◆ Excerpted text:
=-=-=-=-=

# Developmental Priorities



## davetgabby (Dec 29, 2007)

This is a brief description of Dr. Ian Dunbar's chapter from" Before You Get Your Puppy" The full article appears at Dog Star Daily http://www.dogstardaily.com/training/developmental-priorities

I think it's very important to have a plan of attack when we get our puppies ,knowing what to do first, and to know that time is of the essence.

Once you have completed your doggy education and chosen the best possible puppy, you will find there is much to do

and little time to do it. Here are your puppy priorities listed in order of urgency and ranked in terms of

importance.

=-=-=-=-=

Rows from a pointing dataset
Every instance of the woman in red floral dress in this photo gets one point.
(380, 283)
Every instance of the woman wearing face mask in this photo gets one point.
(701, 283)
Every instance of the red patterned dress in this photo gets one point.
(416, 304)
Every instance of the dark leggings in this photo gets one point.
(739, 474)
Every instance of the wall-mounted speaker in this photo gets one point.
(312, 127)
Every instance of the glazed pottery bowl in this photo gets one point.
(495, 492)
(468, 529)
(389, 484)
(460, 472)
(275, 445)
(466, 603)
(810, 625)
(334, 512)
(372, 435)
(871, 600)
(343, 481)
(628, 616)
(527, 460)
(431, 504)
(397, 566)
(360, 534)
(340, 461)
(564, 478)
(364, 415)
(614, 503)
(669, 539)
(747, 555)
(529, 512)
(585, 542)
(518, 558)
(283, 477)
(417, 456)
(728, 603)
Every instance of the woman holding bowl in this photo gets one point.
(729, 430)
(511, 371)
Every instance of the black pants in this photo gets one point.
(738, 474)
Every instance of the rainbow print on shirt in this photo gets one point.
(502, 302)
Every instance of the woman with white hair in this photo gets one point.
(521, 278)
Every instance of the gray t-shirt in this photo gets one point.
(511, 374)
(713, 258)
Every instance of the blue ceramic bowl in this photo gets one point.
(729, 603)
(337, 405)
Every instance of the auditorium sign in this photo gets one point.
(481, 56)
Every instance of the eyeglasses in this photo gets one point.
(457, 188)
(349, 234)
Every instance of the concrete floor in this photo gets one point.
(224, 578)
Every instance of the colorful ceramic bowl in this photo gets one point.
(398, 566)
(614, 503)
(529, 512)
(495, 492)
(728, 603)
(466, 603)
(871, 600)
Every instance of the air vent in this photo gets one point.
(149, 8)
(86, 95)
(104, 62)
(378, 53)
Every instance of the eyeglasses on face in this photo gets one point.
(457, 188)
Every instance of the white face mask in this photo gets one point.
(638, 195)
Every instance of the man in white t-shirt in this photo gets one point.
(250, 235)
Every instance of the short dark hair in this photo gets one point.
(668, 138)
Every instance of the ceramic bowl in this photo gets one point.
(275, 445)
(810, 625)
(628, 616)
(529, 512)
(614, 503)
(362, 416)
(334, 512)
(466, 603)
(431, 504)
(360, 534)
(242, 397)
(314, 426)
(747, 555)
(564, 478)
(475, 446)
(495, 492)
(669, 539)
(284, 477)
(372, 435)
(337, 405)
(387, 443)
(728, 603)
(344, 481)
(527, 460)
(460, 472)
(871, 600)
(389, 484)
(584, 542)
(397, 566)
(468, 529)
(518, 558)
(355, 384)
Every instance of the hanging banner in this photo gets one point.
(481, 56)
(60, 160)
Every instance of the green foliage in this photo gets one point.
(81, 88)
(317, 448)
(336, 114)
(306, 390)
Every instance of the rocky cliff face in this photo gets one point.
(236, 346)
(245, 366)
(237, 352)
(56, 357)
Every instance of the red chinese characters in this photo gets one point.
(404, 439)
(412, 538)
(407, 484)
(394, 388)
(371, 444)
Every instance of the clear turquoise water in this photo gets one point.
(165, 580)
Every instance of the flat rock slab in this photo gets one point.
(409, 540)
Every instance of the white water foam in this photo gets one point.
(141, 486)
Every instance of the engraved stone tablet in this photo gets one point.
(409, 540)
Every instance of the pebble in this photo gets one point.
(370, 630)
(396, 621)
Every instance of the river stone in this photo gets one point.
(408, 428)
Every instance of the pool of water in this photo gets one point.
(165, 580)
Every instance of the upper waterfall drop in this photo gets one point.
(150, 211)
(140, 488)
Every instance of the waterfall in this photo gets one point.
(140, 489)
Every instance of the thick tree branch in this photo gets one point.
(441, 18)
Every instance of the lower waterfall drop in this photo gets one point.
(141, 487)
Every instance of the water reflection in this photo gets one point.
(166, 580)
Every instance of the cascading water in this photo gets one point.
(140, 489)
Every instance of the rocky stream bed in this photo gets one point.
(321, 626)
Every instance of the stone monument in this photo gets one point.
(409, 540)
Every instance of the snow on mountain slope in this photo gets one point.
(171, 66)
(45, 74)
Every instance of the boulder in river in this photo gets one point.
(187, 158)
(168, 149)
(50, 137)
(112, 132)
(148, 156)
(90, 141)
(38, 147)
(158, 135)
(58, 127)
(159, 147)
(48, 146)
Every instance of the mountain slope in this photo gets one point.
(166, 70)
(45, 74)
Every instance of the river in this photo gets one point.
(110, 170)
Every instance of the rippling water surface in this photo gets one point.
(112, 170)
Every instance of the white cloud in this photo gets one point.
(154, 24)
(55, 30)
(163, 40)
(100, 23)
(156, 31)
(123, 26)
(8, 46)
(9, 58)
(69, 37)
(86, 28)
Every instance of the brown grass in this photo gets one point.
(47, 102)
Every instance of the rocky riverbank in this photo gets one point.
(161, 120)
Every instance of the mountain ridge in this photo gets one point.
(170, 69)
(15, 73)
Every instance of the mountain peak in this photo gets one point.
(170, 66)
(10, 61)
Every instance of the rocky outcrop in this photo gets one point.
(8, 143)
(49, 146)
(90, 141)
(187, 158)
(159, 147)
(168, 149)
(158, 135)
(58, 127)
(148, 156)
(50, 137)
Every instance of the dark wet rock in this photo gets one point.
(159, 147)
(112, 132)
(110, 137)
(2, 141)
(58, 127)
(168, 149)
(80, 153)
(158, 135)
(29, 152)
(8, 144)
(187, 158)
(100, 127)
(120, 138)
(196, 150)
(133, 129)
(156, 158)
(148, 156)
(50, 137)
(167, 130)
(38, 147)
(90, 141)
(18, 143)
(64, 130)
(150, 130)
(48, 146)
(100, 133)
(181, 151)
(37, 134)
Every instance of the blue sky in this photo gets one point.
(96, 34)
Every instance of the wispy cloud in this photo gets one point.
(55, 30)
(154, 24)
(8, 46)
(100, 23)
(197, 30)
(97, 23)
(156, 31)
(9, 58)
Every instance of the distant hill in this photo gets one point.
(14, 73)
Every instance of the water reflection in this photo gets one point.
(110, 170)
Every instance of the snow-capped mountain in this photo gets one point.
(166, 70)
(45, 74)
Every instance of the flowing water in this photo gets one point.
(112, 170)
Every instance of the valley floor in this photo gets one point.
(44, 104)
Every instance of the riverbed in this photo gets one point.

=-=-=-=-=

Render this sentence from the forum post on puppy developmental priorities in Spanish: "Here are your puppy priorities listed in order of urgency and ranked in terms of importance."

◆ The answer: Aquí tienes las prioridades para tu cachorro, enumeradas en orden de urgencia y clasificadas según su importancia.